[[ GIVEN PASSAGE open ]]

The Internet of Things, or IoT for short, is a network of physical internet-connected devices that can collect and share data across a network. Simply put, IoT is a term used to describe objects connected to the internet.
Your Apple Watch? That’s part of IoT. Google Home? Yup, that’s an IoT device too. Heck, over the last few years, IoT has quietly taken the world by storm, and it isn’t slowing down anytime soon. In fact, by 2020 there will be 31 billion devices connected to the Internet of Things. To put things into perspective, that’s more than three IoT devices for every person on earth. IoT devices are the devices which we use in a daily life’s such as your phones and laptops. But phones and computers only make up a small part of IoT. IoT devices include anything that can connect to the internet to send and receive data. And it turns out that almost anything can be connected this way.
All of these IoT devices and platforms around us accomplish a diverse range of tasks that go way beyond our very imagination. According to Forbes, 84% of the growing IoT applications will be dominated by a few main industries: Smart Cities (26%), Industrial IoT (24%), Connected Health (20%), and Smart Homes (14%). Keeping this in mind. Let’s go through some of the following ways how IoT helps us:-
1. Home Security:
Home security is a very important feature of home automation and maybe the most crucial one. Previously home security systems meant having an alarm that would go off when somebody would break in but a smart secure home can do much more than that. Therefore the main objective of our work is to design a system which can alert the
owner and others of an intruder break-in by sending a notification to their smartphones. The owner will also have the ability to stop or start the alarm remotely using just his smartphone. This system will help the users to safeguard their homes by placing the system on the doors or windows and monitoring the activity through their smartphones.
Have you ever imagined a house which would talk to you or which would shut the lights for you when you ask it to? No, right because all those things only happen in movies but not anymore. Now you can just relax and let the connected devices do the work for you. Amazon’s Alexa is currently one of the most popular and well-known smart home devices. Alexa can perform a wide variety of tasks like calling an Uber, reading you a recipe, and of course, ordering items instantly from Amazon. Other such devices are Google Home and Apple HomePod which help make IoT technology accessible to a broad audience and allow more people to become comfortable with bringing IoT into their personal spaces.
Outside of our homes, IoT is beginning to revolutionize the healthcare and health monitoring industries. Hospitals are already able to remotely monitor their patients’ health and collect data using connected medical devices like insulin pumps and heart monitors. This allows doctors to catch early signs of problems and take preventive action.

[[ GIVEN PASSAGE closed ]]
[[ RECORDS PROVIDED open ]]

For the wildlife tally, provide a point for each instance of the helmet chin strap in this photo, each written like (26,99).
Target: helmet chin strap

[[ RECORDS PROVIDED closed ]]
[[ RECORDS PROVIDED open ]]

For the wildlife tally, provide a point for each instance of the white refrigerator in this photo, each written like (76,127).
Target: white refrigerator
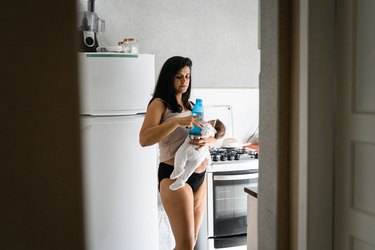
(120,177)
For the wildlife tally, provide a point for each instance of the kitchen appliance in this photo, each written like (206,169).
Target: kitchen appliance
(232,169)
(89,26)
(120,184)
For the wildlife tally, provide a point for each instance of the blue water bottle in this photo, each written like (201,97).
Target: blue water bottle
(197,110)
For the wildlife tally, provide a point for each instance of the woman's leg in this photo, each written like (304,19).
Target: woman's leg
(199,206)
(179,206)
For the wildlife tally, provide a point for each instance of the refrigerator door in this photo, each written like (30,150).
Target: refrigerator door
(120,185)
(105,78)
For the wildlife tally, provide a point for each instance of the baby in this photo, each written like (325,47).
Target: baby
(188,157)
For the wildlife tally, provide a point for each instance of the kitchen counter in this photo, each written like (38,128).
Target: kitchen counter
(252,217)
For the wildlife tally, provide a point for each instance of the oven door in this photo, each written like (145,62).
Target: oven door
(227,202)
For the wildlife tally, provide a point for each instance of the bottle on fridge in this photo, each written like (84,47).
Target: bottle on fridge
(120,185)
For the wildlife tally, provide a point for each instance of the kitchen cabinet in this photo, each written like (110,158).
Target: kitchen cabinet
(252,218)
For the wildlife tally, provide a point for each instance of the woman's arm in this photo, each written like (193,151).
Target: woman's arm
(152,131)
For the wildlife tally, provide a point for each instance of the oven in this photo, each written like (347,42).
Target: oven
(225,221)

[[ RECORDS PROVIDED closed ]]
[[ RECORDS PROVIDED open ]]

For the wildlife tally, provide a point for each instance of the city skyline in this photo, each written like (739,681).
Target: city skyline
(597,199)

[[ RECORDS PROVIDED closed ]]

Decide whether each statement agrees with the passage on the Internet of Things. For each one, answer yes or no and quote the deciding words of the passage.
(a) Alexa can order items from Amazon.
(b) Phones and computers make up most of IoT.
(c) Hospitals can already monitor their patients' health remotely.

→ **TASK ANSWER**:
(a) Yes: "ordering items instantly from Amazon"
(b) No: "But phones and computers only make up a small part of IoT."
(c) Yes: "Hospitals are already able to remotely monitor their patients’ health"